FRAGMENT TEKSTU —
------------------------------------
ZAPLANUJ SWÓJ WOLNY CZAS NA EMERYTURZE


Przetwórnia Czasu Wolnego to rozmowy, spotkania, planowanie, poznawanie, wymiana doświadczeń i działanie. To cykl warsztatów i spacerów, podczas których uczestnicy zastanawiają się: jak zaplanować swoją emeryturę, by był to czas aktywny, inspirujący i stymulujący, który jednocześnie pozwala na złapanie oddechu i realizację zapomnianych pasji? Co zrobić, żeby zgromadzone przez długie lata pracy doświadczenia i wiedza służyły innym ludziom? Jak odnaleźć się w Warszawie, która zaczyna się otwierać na potrzeby i pomysły swoich mieszkańców?

Projekt jest organizowany przez Towarzystwo Inicjatyw Twórczych ę i został sfinansowany przez firmę Arcelor Mittal. Warsztaty odbywają się w Mediatece Start-Meta na Bielanach, która jest partnerem projektu. Skąd pomysł na taki właśnie projekt? - Przetwórnia to bezpośredni skutek wcześniej realizowanego przeze mnie projektu skierowanego do warszawskich seniorów - Redakcji Międzypokoleniowej. W trakcie kilku miesięcy działania Redakcji odwiedziło nas w ę bardzo dużo osób, które zakończyły aktywność zawodową i szukały czegoś dla siebie. Usłyszeli gdzieś o Redakcji, chcieli się dowiedzieć w co mogą się włączyć, gdzie mogą pójść. Wiele osób przychodziło z pomysłami. Wtedy pomyślałam o Przetwórni. Przetwórnia powstała by łączyć ludzi, którzy są w podobnej sytuacji - przeszli na emeryturę i szukają na nią pomysłu. My pomagamy łączyć szukających pomysłu na emeryturę z organizacjami i instytucjami, które są otwarte na inicjatywy aktywnych starszych osób - mówi Karolina Pluta, koordynatorka Przetwórni, animatorka z Towarzystwa Inicjatyw Twórczych ę.
------------------------------------
DOSTARCZONE DANE —
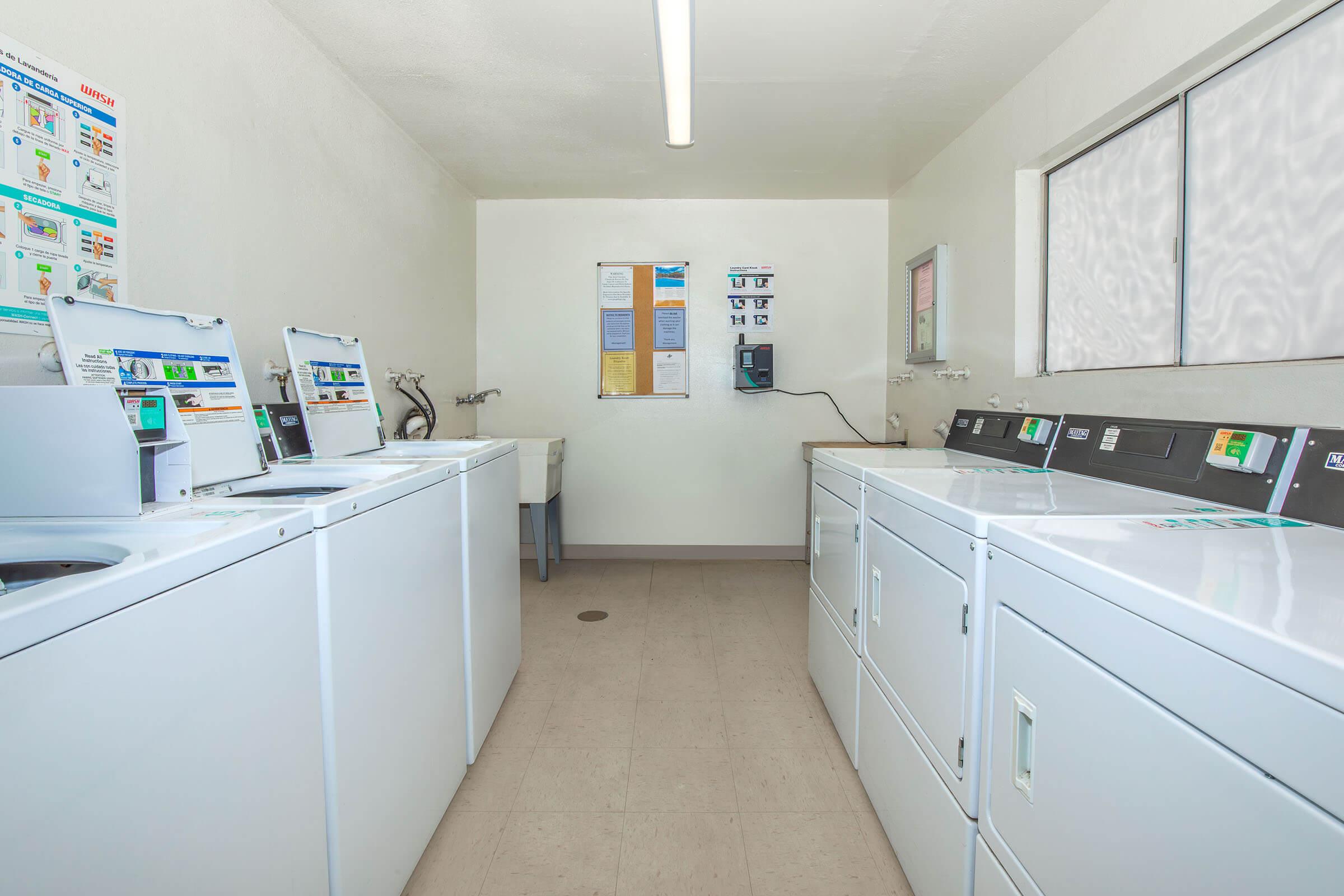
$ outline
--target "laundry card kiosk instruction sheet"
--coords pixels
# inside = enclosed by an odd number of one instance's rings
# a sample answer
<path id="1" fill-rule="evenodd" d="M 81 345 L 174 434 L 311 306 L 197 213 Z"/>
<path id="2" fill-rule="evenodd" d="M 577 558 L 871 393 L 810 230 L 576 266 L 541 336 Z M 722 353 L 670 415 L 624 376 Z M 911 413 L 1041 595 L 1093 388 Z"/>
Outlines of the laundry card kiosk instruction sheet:
<path id="1" fill-rule="evenodd" d="M 687 398 L 685 262 L 599 263 L 598 398 Z"/>
<path id="2" fill-rule="evenodd" d="M 0 332 L 47 336 L 47 296 L 121 301 L 121 95 L 0 34 Z"/>
<path id="3" fill-rule="evenodd" d="M 774 265 L 728 266 L 728 332 L 774 332 Z"/>

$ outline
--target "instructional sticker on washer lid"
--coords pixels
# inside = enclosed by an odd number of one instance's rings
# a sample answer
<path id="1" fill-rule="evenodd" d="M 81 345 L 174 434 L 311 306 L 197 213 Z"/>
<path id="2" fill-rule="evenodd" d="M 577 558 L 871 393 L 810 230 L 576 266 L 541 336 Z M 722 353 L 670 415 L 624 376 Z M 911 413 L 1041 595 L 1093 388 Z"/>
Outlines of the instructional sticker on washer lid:
<path id="1" fill-rule="evenodd" d="M 222 355 L 145 352 L 132 348 L 71 347 L 66 361 L 71 386 L 142 388 L 167 386 L 187 426 L 239 423 L 247 419 L 233 364 Z"/>
<path id="2" fill-rule="evenodd" d="M 364 411 L 372 400 L 359 364 L 300 361 L 294 382 L 309 414 Z"/>
<path id="3" fill-rule="evenodd" d="M 1180 520 L 1137 520 L 1146 527 L 1153 529 L 1165 531 L 1191 531 L 1191 529 L 1301 529 L 1310 525 L 1310 523 L 1301 523 L 1298 520 L 1285 520 L 1277 516 L 1257 516 L 1257 517 L 1242 517 L 1242 519 L 1227 519 L 1227 517 L 1185 517 Z"/>

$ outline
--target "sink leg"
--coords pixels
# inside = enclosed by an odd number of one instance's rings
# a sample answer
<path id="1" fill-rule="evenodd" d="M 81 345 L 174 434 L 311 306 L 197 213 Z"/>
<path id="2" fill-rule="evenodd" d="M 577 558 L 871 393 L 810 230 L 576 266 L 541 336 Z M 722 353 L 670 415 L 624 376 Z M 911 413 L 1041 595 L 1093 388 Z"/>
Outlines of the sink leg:
<path id="1" fill-rule="evenodd" d="M 532 513 L 532 541 L 536 544 L 536 575 L 546 582 L 546 505 L 528 504 Z"/>
<path id="2" fill-rule="evenodd" d="M 546 502 L 546 510 L 550 516 L 551 523 L 551 547 L 555 553 L 555 566 L 560 566 L 560 496 L 556 493 L 554 498 Z"/>

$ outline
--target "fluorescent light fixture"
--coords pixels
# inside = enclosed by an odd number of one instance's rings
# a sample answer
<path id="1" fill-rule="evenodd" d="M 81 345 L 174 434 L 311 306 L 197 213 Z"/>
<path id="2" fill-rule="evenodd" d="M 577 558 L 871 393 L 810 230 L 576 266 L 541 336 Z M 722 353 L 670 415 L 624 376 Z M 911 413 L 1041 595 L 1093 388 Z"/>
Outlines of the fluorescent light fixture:
<path id="1" fill-rule="evenodd" d="M 659 44 L 663 120 L 667 142 L 685 149 L 695 142 L 695 0 L 653 0 L 653 38 Z"/>

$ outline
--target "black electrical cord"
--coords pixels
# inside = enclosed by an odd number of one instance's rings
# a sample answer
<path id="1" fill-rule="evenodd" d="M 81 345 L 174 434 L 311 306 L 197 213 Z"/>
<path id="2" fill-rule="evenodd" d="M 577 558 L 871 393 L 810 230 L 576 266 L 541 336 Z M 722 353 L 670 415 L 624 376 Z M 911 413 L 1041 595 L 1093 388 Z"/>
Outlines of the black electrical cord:
<path id="1" fill-rule="evenodd" d="M 418 410 L 421 412 L 421 416 L 425 418 L 425 426 L 429 426 L 429 411 L 425 410 L 425 406 L 421 404 L 419 402 L 417 402 L 415 396 L 411 395 L 410 392 L 407 392 L 406 390 L 403 390 L 401 386 L 396 387 L 396 391 L 401 392 L 402 395 L 405 395 L 406 398 L 409 398 L 411 400 L 411 404 L 415 406 L 415 410 Z M 410 438 L 410 435 L 406 431 L 406 423 L 409 422 L 410 416 L 411 416 L 410 414 L 407 414 L 406 416 L 403 416 L 402 422 L 396 426 L 396 435 L 399 438 L 403 438 L 403 439 L 405 438 Z"/>
<path id="2" fill-rule="evenodd" d="M 844 420 L 844 424 L 848 426 L 851 430 L 853 430 L 853 434 L 857 435 L 864 442 L 867 442 L 868 445 L 879 445 L 879 446 L 880 445 L 905 445 L 905 442 L 874 442 L 872 439 L 870 439 L 867 435 L 864 435 L 859 430 L 855 430 L 853 429 L 853 423 L 851 423 L 849 418 L 847 418 L 844 415 L 844 411 L 840 410 L 840 406 L 836 404 L 836 400 L 833 398 L 831 398 L 831 392 L 827 392 L 824 390 L 816 390 L 813 392 L 790 392 L 789 390 L 781 390 L 781 388 L 763 388 L 762 390 L 762 388 L 742 388 L 742 387 L 738 387 L 738 391 L 743 392 L 746 395 L 758 395 L 761 392 L 784 392 L 785 395 L 797 395 L 800 398 L 804 396 L 804 395 L 825 395 L 827 399 L 831 402 L 831 407 L 833 407 L 836 410 L 836 414 L 840 415 L 840 419 Z"/>
<path id="3" fill-rule="evenodd" d="M 429 396 L 429 394 L 419 387 L 419 383 L 415 384 L 415 391 L 425 398 L 425 404 L 429 406 L 429 418 L 426 418 L 429 431 L 425 433 L 425 438 L 430 438 L 434 435 L 434 427 L 438 426 L 438 410 L 434 407 L 434 400 Z"/>

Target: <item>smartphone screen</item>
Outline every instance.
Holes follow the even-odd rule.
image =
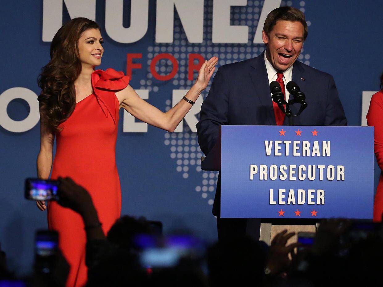
[[[56,254],[59,235],[52,230],[38,230],[35,238],[35,251],[36,256],[46,257]]]
[[[59,182],[56,180],[27,178],[25,196],[32,200],[58,200]]]
[[[298,247],[298,251],[301,251],[314,244],[315,238],[315,233],[314,232],[298,232],[298,240],[299,243],[302,245]]]
[[[40,230],[34,241],[34,268],[38,273],[48,274],[54,267],[59,248],[59,235],[53,230]]]

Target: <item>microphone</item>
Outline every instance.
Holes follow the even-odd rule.
[[[285,100],[285,95],[282,92],[279,83],[276,81],[273,81],[270,83],[270,91],[273,94],[272,96],[273,101],[278,104],[278,106],[285,113],[285,108],[283,105],[287,103]]]
[[[295,103],[304,104],[306,103],[306,96],[304,93],[301,91],[298,85],[293,81],[290,81],[286,85],[286,88],[294,98]]]

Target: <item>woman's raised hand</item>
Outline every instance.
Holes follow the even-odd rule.
[[[198,78],[196,81],[195,84],[201,90],[205,90],[209,84],[209,81],[214,72],[215,66],[218,62],[218,58],[213,57],[208,61],[205,60],[200,69],[198,73]]]

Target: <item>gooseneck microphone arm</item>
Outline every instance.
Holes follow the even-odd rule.
[[[301,91],[298,85],[293,81],[290,81],[286,85],[286,89],[289,91],[290,95],[292,95],[293,99],[289,101],[286,105],[286,111],[288,111],[292,116],[296,117],[301,114],[303,110],[307,107],[307,103],[306,103],[306,96],[304,93]],[[291,111],[289,108],[289,106],[295,103],[300,104],[301,105],[299,111],[296,114],[293,115],[291,113]]]
[[[285,99],[285,95],[282,92],[279,83],[276,81],[273,81],[270,83],[270,91],[272,94],[272,96],[273,101],[275,102],[278,105],[278,106],[282,112],[287,115],[286,111],[285,110],[284,104],[287,104],[287,103]]]

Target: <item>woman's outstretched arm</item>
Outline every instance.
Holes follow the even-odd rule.
[[[201,92],[207,86],[215,68],[218,58],[205,60],[200,70],[195,83],[185,95],[195,102]],[[173,132],[192,108],[192,104],[182,99],[166,113],[163,113],[144,100],[129,85],[116,93],[123,108],[134,117],[155,127]]]

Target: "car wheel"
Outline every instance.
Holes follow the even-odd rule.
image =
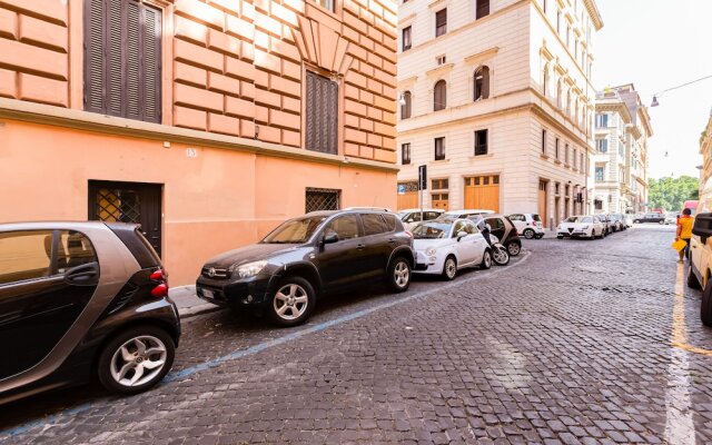
[[[276,325],[297,326],[309,318],[315,305],[314,286],[301,277],[287,277],[273,294],[267,314]]]
[[[522,251],[522,246],[516,241],[512,241],[507,245],[507,251],[511,256],[515,257]]]
[[[692,271],[692,266],[690,266],[690,270],[688,270],[688,287],[691,287],[693,289],[699,289],[702,287],[700,286],[698,276]]]
[[[481,269],[488,269],[492,267],[492,251],[490,249],[485,250],[482,255],[482,263],[479,264]]]
[[[457,260],[454,256],[445,258],[445,265],[443,266],[443,278],[451,280],[457,275]]]
[[[704,326],[712,327],[712,279],[708,279],[708,285],[704,286],[704,291],[702,291],[700,319],[702,319]]]
[[[168,333],[138,326],[113,337],[101,350],[97,374],[108,390],[138,394],[156,385],[170,370],[176,345]]]
[[[408,290],[408,286],[411,286],[411,264],[405,258],[398,257],[390,265],[388,284],[395,293]]]

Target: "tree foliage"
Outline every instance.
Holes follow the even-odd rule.
[[[647,208],[681,211],[685,200],[698,199],[700,181],[692,176],[651,179],[647,190]]]

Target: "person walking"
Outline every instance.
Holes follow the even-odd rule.
[[[690,238],[692,238],[692,226],[694,225],[694,218],[691,216],[692,210],[684,209],[682,210],[682,216],[678,218],[678,231],[675,236],[675,241],[682,239],[685,241],[685,247],[680,249],[680,259],[678,263],[682,263],[682,259],[688,254],[688,249],[690,249]]]

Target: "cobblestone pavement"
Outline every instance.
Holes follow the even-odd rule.
[[[168,382],[4,406],[0,442],[708,444],[712,329],[673,230],[532,240],[507,267],[332,298],[294,329],[197,316]]]

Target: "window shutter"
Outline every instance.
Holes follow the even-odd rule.
[[[87,0],[85,10],[85,109],[103,112],[103,0]]]
[[[161,116],[161,12],[144,6],[144,98],[142,120],[160,123]]]
[[[477,19],[490,14],[490,0],[477,0]]]

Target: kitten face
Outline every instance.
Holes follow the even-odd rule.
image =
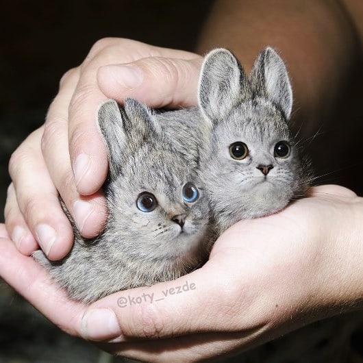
------------------------------------
TWOJE ZADANIE —
Napisz dalszy ciąg tekstu o projekcie Przetwórnia Czasu Wolnego, zaczynając bezpośrednio po jego ostatnim zdaniu.

ODPOWIEDŹ —
Projekt traktuje zagadnienie „emerytury” w sposób złożony – od refleksji, poprzez pomysł na aktywne wykorzystanie czasu wolnego, plan i przejście do działania. Uczestnicy mają już za sobą pierwsze warsztaty. Najpierw przyjrzeli się „emeryturze” od strony psychologii i filozofii. W trakcie warsztatu psychologicznego z Małgorzatą Jaskulak, zastanawiali się jak radzić sobie z emocjami, które towarzyszą zakończeniu pracy zawodowej i przejściu na emeryturę. Na kolejnym spotkaniu filozoficzną dyskusję na temat subiektywnego odczuwania czasu rozpoczęła z uczestnikami Marta Pawlaczek, stawiając pytanie: dlaczego czas płynie szybciej kiedy się starzejemy? W trakcie kolejnych warsztatów, uczestnicy poznali przykłady działań społecznych prowadzonych przez seniorów a później stworzyli własną definicję projektu społecznego. Wynika z niej, że najważniejsze są dobrowolność uczestnictwa, chęć dzielenia się swoimi doświadczeniami i wiedzą oraz potrzeba pomagania i współdziałania z innymi. W trakcie warsztatów pojawiły się pierwsze pomysły na akcje sąsiedzkie i projekty społeczne uczestników Przetwórni. - Co z nich wyniknie jeszcze nie wiemy. Ale jedno jest pewne, ze spotkania na spotkanie rośnie chęć zrobienia czegoś inspirującego dla Warszawy i jej mieszkańców – mówią uczestnicy.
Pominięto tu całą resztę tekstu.